EXERCISE BRIEF | Pull out each line of the data that includes the word "background".

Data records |
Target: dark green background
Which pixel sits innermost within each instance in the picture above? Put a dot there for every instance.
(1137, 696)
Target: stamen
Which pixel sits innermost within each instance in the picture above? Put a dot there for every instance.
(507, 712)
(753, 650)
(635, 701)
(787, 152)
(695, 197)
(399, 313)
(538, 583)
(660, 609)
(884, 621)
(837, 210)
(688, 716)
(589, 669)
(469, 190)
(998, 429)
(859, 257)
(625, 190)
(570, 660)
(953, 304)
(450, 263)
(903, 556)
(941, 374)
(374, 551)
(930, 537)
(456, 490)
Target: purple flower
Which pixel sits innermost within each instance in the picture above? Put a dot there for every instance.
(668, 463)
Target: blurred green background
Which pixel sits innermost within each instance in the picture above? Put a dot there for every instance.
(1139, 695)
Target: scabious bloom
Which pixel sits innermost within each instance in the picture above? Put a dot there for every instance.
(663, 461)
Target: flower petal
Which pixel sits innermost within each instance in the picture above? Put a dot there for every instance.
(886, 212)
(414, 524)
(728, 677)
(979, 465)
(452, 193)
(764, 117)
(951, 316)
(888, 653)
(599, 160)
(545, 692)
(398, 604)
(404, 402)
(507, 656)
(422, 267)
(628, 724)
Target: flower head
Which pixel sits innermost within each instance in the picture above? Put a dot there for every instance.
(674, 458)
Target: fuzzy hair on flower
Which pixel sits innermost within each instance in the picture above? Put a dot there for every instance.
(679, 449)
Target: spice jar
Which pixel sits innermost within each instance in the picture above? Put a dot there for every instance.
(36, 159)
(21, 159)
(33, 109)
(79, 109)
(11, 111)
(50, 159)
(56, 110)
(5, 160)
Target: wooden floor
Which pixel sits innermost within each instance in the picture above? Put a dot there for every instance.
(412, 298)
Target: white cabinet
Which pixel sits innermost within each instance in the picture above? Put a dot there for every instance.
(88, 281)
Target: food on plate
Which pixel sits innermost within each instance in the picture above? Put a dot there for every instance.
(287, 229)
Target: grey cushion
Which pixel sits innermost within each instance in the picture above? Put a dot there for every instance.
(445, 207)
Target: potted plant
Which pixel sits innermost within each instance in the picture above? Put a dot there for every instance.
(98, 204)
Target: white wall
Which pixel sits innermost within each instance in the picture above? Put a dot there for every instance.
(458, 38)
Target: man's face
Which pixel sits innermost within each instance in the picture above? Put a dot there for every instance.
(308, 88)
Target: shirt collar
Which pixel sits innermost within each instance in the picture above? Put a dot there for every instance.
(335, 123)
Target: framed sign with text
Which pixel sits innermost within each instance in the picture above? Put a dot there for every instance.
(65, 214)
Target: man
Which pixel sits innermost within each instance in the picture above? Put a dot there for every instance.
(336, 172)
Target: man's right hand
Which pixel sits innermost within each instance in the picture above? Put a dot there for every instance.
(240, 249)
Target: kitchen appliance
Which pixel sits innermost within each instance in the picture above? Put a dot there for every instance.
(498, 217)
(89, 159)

OUTPUT FOR THIS EXERCISE |
Target: dark green background
Target: blurred green background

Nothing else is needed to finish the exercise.